■ **TASK DESCRIPTION**:
Could you write out every one of the following records word for word, with each line unchanged?

-- begin --

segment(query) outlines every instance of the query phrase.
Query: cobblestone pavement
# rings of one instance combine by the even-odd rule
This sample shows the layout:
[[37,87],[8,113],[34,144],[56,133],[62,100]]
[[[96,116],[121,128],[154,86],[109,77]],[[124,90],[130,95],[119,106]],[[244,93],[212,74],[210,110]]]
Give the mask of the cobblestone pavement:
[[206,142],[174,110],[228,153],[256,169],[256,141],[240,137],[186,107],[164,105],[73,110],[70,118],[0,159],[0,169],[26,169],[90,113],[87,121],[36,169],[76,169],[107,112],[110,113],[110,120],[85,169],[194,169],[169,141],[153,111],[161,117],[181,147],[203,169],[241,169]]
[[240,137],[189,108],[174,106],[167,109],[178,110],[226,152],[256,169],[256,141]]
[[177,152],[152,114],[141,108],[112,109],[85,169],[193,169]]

-- end --

■ **CORRECT ANSWER**:
segment(query) outlines every instance of the query phrase.
Query: cobblestone pavement
# rings of one instance combine by the even-odd rule
This sample shows the layout:
[[37,87],[8,113],[34,144],[56,133],[62,100]]
[[[96,116],[121,128],[154,86],[109,77]],[[124,90],[130,95],[119,106]],[[244,93],[212,74],[210,110]]]
Give the mask of the cobblestone pavement:
[[206,142],[174,110],[228,153],[256,169],[256,141],[240,137],[186,107],[164,105],[73,110],[70,118],[0,159],[0,169],[26,169],[90,113],[87,121],[36,169],[76,169],[107,112],[110,113],[110,120],[85,169],[194,169],[169,141],[153,111],[161,117],[181,147],[203,169],[241,169]]
[[240,137],[189,108],[174,106],[167,109],[178,110],[226,152],[256,169],[256,141]]
[[177,152],[152,114],[141,108],[112,109],[85,169],[193,169]]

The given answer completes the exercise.